Page:
_____

Now, we calculate saliency scores for each weight $j \in \{1, 2, 3, \dots, d\}$ in the form:
$$
\rho_j = \frac{w_j^2}{2 \widehat{\mathbf{F}}^{-1}_{j,j}}
$$

In [6]:
scores = (w**2) / (2.0 * fisher_inv.diag())

Now, we prune `target_sparsity * d` weights:

In [7]:
# find pruning threshold
kth_score = torch.kthvalue(scores, round(target_sparsity * d))[0]

# prune (i.e. set masks)
mask = scores > kth_score
print(f"Pruned model's sparsity = {1 - torch.sum(mask)/mask.numel()}")

Pruned model's sparsity = 0.699999988079071


Besides pruning a weight $w_j$, the OBS framework updates the unpruned weights to compensate for the loss incurred by pruning. The optimal weight update, which prunes the weight $w_j$ and updates the remaining ones, is given by:
$$
\delta\mathbf{w}_j = -\frac{w_j}{\widehat{\mathbf{F}}^{-1}_{j,j}}\widehat{\mathbf{F}}^{-1} \mathbf{e}_j
$$
As described in the paper, due to the intractable combinatorial complexity when pruning multiple weights at once, we have to manually zero-out the pruned weights as they can be perturbed to a non-zero value by the optimal weight update coming from other pruned weights.

_____

Written task 1:
Answer these questions about the OBS pruning text above, each in a few words:
(a) What sparsity does the pruned model print?
(b) Which function finds the pruning threshold?
(c) Besides pruning a weight, what else does the OBS framework do?
Written task 2:
In one to three sentences, explain why, according to the OBS pruning text, the pruned weights have to be zeroed out manually.
Written task 3:
Carry the OBS pruning text forward from its last sentence.

Material provided:
_____

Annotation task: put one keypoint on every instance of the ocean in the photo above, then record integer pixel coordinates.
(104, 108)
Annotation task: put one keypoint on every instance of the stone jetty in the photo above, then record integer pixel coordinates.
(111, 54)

_____

Exercise output 1:
(a) 0.699999988079071
(b) torch.kthvalue
(c) It updates the unpruned weights to compensate for the loss incurred by pruning.

Exercise output 2:
Pruning multiple weights at once has an intractable combinatorial complexity. As a result, the optimal weight update coming from other pruned weights can perturb an already pruned weight to a non-zero value. The pruned weights therefore have to be set back to zero by hand.

Exercise output 3:
In [8]:
w -= fisher_inv.mul(w * (mask == 0) / fisher_inv.diag())
w[mask == 0] = 0.0

The 4-block oBERT pruning follows the same procedure, except that it implements a slightly different scoring and the optimal weight update equations, which can be found in the paper and in the [SparseML integration](https://github.com/neuralmagic/sparseml/blob/main/src/sparseml/pytorch/sparsification/pruning/modifier_pruning_obs.py).